----- DATA EXCERPTS -----
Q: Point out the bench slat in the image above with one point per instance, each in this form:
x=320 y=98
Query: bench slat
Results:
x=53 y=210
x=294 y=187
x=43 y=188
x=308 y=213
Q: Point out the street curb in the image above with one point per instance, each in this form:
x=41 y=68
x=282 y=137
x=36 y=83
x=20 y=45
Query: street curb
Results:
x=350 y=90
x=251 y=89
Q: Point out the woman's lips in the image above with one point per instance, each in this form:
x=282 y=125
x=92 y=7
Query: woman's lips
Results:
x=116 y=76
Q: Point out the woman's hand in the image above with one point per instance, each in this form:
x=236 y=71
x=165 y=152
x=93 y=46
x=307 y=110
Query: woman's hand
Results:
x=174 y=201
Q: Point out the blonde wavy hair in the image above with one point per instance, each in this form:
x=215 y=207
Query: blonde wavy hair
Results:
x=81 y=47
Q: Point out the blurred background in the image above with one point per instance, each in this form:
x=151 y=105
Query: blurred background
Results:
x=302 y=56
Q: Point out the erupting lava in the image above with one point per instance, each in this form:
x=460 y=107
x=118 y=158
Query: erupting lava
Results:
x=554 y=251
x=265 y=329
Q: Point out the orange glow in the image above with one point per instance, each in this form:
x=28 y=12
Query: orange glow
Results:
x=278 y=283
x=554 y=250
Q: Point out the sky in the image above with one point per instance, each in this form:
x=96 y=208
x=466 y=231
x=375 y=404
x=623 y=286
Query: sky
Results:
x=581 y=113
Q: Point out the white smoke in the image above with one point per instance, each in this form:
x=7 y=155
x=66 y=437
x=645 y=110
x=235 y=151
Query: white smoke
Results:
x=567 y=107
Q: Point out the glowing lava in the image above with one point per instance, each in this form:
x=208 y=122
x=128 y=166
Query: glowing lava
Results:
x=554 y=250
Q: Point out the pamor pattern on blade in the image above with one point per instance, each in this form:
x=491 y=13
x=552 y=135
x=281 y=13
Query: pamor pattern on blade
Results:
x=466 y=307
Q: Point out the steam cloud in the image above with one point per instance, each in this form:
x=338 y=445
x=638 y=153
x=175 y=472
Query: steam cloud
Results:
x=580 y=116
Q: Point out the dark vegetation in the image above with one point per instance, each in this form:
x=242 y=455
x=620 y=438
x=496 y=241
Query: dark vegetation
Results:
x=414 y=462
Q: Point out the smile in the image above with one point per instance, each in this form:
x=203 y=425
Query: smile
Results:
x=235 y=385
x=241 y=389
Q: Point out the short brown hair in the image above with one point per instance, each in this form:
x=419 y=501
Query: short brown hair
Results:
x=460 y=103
-----
# WHAT YOU HAVE TO DO
Lines that include the word "woman" are to be extracted from the data above.

# RESPONSE BOX
Q: Point out the woman's lips in the image above with one point per instance, each in this form:
Query: woman's lips
Q: Point out the woman's hand in the image above with one point per instance, each in this form:
Query: woman's hand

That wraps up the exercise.